**Written task**:
Output the part of the items that opens with the line containing "Labeling job #4072 — target category: black leather boot." and closes with the line containing "[550,63,596,77]", both ends included, as a JSON list of strings with one string per line and no blank lines.
··· Excerpted data ···
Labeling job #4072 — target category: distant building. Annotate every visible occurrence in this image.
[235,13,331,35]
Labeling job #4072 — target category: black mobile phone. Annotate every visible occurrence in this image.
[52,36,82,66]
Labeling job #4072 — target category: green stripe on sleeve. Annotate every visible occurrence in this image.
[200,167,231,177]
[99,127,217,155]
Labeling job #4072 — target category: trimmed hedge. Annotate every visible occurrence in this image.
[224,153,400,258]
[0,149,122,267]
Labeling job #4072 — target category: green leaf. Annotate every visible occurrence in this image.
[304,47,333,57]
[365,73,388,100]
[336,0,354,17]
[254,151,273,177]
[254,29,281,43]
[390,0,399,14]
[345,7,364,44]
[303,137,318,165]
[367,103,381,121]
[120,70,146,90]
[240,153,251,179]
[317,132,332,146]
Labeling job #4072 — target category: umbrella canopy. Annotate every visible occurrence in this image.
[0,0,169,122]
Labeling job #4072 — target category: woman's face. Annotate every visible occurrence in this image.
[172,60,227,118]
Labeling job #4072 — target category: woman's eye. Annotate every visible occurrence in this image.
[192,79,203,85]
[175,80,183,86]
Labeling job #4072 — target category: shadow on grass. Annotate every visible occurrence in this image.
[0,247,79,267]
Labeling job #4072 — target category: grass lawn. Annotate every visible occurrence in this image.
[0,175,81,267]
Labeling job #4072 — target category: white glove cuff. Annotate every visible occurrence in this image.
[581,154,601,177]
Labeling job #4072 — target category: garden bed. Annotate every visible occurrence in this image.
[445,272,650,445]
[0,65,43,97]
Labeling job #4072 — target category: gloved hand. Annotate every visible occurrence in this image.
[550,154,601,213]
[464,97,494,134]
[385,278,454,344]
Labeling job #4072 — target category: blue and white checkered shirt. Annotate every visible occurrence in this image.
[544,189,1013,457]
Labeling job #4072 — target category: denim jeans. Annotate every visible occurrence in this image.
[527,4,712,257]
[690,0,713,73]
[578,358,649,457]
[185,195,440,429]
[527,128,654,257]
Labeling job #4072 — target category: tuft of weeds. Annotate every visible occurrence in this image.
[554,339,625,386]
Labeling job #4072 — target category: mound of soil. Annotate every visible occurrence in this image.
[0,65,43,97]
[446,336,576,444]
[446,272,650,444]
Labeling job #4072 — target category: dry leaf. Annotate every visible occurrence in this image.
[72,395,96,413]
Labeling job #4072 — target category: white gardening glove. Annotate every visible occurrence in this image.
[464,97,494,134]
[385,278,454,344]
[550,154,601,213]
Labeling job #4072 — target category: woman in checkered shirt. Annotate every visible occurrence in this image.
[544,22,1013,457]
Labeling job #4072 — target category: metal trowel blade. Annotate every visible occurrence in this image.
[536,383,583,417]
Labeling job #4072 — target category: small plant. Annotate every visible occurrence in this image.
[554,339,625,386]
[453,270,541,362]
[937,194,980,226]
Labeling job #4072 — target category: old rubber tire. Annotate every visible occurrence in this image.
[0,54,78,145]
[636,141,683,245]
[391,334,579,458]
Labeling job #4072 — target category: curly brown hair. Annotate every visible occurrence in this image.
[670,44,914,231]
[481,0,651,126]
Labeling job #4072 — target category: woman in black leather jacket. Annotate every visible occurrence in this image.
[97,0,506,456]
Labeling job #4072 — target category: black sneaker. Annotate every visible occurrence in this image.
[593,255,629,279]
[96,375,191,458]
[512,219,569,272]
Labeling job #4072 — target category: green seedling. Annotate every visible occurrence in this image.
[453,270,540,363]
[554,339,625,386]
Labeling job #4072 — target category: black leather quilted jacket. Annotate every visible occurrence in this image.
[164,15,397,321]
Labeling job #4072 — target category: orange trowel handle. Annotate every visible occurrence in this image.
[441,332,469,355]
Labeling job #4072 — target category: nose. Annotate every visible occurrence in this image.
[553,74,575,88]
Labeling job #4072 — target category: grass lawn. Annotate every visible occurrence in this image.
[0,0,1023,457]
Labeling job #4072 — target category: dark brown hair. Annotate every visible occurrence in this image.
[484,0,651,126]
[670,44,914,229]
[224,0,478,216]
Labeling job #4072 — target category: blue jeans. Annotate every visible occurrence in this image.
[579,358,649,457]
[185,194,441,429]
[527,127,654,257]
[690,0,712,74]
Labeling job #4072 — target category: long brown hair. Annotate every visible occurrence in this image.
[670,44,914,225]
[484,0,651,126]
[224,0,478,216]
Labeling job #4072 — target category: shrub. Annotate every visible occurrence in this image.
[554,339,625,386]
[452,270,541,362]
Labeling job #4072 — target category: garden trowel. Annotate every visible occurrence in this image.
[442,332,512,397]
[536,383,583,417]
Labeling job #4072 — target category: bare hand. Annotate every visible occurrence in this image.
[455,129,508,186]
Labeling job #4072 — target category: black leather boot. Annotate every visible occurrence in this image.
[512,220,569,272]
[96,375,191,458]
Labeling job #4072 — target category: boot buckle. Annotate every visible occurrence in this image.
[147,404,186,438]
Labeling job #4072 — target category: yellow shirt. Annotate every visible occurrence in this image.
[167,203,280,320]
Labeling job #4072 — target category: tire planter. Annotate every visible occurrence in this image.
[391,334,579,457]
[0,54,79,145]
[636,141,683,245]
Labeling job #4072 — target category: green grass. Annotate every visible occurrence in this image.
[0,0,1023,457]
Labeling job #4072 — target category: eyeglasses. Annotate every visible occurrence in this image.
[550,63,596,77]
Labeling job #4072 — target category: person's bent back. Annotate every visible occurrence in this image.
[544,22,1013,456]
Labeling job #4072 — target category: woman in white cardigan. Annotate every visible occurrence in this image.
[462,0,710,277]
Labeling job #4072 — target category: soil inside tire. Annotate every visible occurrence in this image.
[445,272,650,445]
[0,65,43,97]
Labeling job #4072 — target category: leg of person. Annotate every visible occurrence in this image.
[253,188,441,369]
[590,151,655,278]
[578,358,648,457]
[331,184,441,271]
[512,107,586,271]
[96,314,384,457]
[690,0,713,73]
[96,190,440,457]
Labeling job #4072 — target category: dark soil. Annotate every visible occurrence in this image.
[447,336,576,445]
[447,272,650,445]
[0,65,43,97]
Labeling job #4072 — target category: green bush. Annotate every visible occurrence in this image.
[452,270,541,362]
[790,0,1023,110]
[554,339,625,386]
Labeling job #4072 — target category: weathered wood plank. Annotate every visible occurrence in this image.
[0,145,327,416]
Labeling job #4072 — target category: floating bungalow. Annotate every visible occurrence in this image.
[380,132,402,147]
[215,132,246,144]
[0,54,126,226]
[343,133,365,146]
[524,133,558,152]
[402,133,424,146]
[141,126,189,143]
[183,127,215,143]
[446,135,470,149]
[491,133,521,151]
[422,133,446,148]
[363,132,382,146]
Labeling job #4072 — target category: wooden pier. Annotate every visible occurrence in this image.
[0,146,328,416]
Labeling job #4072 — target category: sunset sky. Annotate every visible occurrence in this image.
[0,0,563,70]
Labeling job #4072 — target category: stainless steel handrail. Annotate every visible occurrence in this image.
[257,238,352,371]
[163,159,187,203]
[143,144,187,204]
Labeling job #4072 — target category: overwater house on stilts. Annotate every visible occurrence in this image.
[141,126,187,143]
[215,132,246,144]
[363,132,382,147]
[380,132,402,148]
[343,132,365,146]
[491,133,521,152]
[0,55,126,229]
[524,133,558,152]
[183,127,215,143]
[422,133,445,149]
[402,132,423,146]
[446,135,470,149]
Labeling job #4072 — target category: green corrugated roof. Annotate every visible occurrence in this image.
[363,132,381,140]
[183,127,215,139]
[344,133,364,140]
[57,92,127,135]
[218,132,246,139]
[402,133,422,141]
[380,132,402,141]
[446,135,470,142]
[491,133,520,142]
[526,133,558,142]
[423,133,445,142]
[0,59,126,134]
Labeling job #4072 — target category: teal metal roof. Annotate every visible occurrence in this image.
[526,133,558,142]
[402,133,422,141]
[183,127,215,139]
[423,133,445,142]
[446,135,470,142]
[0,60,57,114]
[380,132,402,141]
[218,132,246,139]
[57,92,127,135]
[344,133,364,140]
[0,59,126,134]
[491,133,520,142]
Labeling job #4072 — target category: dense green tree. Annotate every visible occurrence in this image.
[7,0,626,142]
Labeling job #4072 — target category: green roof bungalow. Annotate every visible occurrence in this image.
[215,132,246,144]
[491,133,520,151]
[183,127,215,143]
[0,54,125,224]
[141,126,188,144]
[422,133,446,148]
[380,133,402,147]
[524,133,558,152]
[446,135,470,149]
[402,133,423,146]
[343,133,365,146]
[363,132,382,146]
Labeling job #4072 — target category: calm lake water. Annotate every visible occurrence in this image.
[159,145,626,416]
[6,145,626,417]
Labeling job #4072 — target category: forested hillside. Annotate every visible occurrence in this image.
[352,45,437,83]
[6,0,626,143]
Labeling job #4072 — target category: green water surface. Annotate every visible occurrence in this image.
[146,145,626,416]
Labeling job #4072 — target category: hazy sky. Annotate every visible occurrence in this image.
···
**Final result**:
[
  "Labeling job #4072 — target category: black leather boot. Annotate every visible occurrence in this image.",
  "[512,220,569,272]",
  "[96,375,191,458]",
  "Labeling job #4072 — target category: boot buckle. Annotate every visible occurrence in this image.",
  "[147,404,186,438]",
  "Labeling job #4072 — target category: yellow shirt. Annotate every visible occurrence in this image.",
  "[167,203,280,320]",
  "Labeling job #4072 — target category: tire planter. Annotate every visible occurrence in this image.",
  "[391,334,579,457]",
  "[0,54,79,145]",
  "[636,141,683,245]",
  "Labeling job #4072 — target category: green grass. Annotate every visible occurrence in this image.",
  "[0,0,1023,457]",
  "Labeling job #4072 — target category: eyeglasses. Annotate every visible occurrence in this image.",
  "[550,63,596,77]"
]